WHAT YOU NEED TO DO
Find every line in the records that contains the string "bunch", matching case exactly, and copy each such line in full.

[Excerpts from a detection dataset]
_ _ _ _
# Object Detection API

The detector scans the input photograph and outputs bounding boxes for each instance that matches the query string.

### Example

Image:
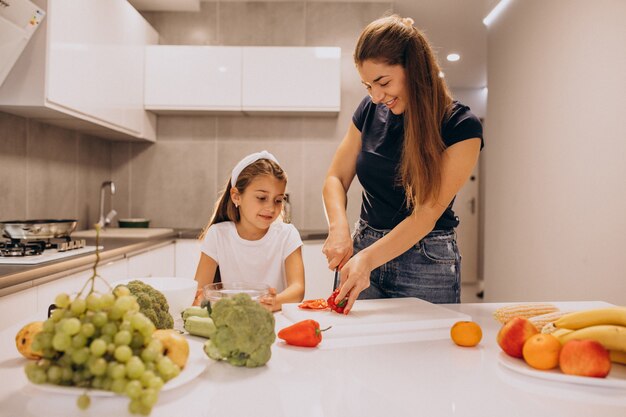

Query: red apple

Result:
[559,339,611,378]
[497,317,538,358]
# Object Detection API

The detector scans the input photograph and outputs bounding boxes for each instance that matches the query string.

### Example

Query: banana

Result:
[554,307,626,330]
[557,324,626,351]
[609,350,626,365]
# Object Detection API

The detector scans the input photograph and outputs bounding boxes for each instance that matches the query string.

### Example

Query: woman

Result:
[322,15,483,314]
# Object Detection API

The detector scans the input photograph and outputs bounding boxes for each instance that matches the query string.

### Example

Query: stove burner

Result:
[0,236,86,257]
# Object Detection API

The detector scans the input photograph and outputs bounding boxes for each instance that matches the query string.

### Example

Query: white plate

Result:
[30,338,209,397]
[498,352,626,389]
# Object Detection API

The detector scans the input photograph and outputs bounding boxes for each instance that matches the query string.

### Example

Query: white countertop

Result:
[0,302,626,417]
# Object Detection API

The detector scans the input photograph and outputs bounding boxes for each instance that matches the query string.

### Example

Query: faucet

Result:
[97,181,117,228]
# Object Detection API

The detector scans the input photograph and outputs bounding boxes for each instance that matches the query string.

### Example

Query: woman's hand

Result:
[335,251,373,314]
[322,229,354,270]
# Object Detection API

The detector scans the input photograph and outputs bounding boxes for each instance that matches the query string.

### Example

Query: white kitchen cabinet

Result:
[302,240,335,300]
[0,0,158,141]
[175,239,201,278]
[144,45,241,113]
[242,47,341,114]
[128,243,175,278]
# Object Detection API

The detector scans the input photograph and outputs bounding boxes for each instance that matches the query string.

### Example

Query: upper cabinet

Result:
[145,46,242,113]
[0,0,158,141]
[242,47,341,114]
[145,45,341,115]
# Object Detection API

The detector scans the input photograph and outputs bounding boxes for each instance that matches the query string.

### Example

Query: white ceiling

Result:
[129,0,499,88]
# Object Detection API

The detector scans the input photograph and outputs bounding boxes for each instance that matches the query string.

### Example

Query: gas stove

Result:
[0,236,96,265]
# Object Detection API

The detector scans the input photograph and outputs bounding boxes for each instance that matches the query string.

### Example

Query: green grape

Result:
[91,311,109,327]
[76,394,91,410]
[100,321,117,337]
[59,317,80,336]
[47,365,63,384]
[148,376,165,391]
[54,293,70,308]
[70,298,87,316]
[52,333,72,352]
[111,378,128,394]
[72,333,87,349]
[71,346,91,365]
[89,339,107,357]
[124,380,142,399]
[113,330,133,346]
[126,356,146,379]
[50,308,65,323]
[80,323,96,337]
[86,292,102,311]
[140,388,159,408]
[100,293,115,309]
[113,345,133,363]
[42,319,54,333]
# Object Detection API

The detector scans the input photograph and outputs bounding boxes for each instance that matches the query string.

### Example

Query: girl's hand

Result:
[322,228,354,270]
[335,252,373,314]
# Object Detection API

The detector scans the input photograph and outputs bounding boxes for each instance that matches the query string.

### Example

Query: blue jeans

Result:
[342,220,461,304]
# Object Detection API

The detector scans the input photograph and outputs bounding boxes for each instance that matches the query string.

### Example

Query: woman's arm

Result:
[336,138,480,314]
[271,246,304,311]
[322,123,361,269]
[193,253,217,305]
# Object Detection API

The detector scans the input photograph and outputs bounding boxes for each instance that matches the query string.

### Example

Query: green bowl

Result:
[117,219,150,229]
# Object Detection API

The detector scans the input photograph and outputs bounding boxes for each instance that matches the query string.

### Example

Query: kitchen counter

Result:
[0,229,327,297]
[0,302,626,417]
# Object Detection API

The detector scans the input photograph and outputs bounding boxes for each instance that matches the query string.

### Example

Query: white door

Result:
[453,164,479,284]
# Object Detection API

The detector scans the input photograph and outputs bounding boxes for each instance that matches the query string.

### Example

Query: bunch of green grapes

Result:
[25,286,180,415]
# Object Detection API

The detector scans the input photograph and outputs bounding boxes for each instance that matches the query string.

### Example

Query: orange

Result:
[522,334,561,370]
[450,321,483,347]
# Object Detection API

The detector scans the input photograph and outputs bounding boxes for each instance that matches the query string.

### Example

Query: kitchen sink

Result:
[72,227,174,239]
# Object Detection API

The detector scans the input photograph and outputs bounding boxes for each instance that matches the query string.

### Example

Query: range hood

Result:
[0,0,46,85]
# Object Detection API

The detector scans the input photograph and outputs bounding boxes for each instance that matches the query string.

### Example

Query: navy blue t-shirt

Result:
[352,96,483,230]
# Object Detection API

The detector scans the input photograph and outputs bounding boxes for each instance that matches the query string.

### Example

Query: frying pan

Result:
[0,219,77,239]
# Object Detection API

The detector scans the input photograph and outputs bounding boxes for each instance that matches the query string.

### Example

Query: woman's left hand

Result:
[335,252,373,314]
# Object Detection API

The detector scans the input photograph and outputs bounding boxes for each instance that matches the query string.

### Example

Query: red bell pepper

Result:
[278,320,330,347]
[328,288,348,314]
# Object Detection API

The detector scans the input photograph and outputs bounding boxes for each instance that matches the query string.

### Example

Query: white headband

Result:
[230,151,278,187]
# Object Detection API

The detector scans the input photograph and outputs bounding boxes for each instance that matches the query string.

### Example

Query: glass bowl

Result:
[202,281,276,305]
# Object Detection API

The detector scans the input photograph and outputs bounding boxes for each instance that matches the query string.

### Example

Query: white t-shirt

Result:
[201,221,302,292]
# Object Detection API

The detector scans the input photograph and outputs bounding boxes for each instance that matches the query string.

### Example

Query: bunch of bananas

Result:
[542,307,626,364]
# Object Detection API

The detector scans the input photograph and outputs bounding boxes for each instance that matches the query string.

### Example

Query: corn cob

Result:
[493,303,559,324]
[528,310,567,333]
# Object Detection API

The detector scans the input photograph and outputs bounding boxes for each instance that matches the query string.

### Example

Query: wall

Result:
[0,112,112,228]
[107,1,392,229]
[483,0,626,305]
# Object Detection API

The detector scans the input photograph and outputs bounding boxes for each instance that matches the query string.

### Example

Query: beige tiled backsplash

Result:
[0,1,393,229]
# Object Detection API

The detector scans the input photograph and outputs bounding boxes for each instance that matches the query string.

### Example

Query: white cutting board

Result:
[283,298,472,338]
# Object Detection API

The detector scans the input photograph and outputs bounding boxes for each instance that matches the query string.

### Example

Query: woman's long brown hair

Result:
[354,15,452,209]
[198,159,287,240]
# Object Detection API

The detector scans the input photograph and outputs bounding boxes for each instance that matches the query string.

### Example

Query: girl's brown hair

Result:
[199,159,287,239]
[354,15,452,208]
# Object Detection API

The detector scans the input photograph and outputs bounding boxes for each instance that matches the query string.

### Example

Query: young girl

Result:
[194,151,304,311]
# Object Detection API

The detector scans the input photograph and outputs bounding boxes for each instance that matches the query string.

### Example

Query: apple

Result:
[496,317,538,358]
[559,339,611,378]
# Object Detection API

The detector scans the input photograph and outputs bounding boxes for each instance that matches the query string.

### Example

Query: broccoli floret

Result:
[204,294,276,368]
[119,280,174,329]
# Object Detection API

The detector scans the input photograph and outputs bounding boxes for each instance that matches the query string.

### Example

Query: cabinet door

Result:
[243,47,341,113]
[128,243,175,278]
[302,241,335,300]
[145,45,241,111]
[46,0,158,136]
[176,239,200,278]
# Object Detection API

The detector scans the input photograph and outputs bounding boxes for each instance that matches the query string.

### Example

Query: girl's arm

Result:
[193,252,217,306]
[271,246,304,311]
[336,138,480,314]
[322,123,361,269]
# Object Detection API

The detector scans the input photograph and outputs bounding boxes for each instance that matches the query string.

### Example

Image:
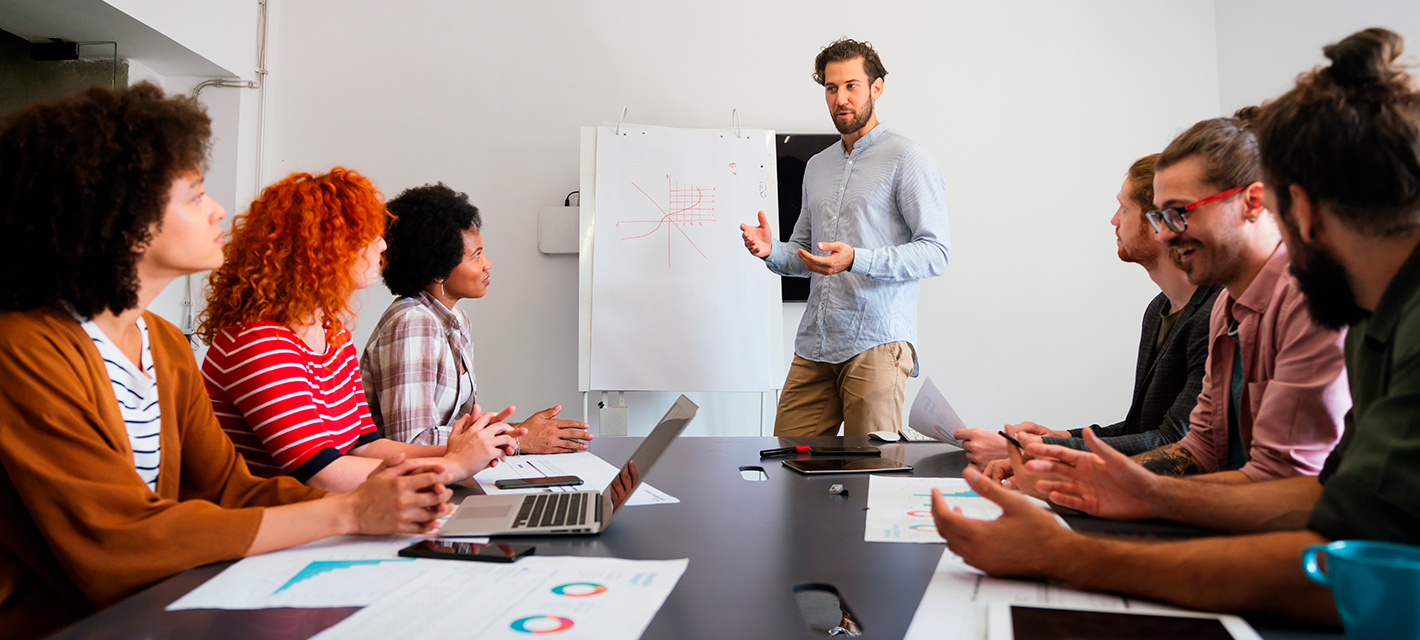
_ _ _ _
ANSWER TO THIS PROBLEM
Query: bunch of green grapes
Query: bunch of bananas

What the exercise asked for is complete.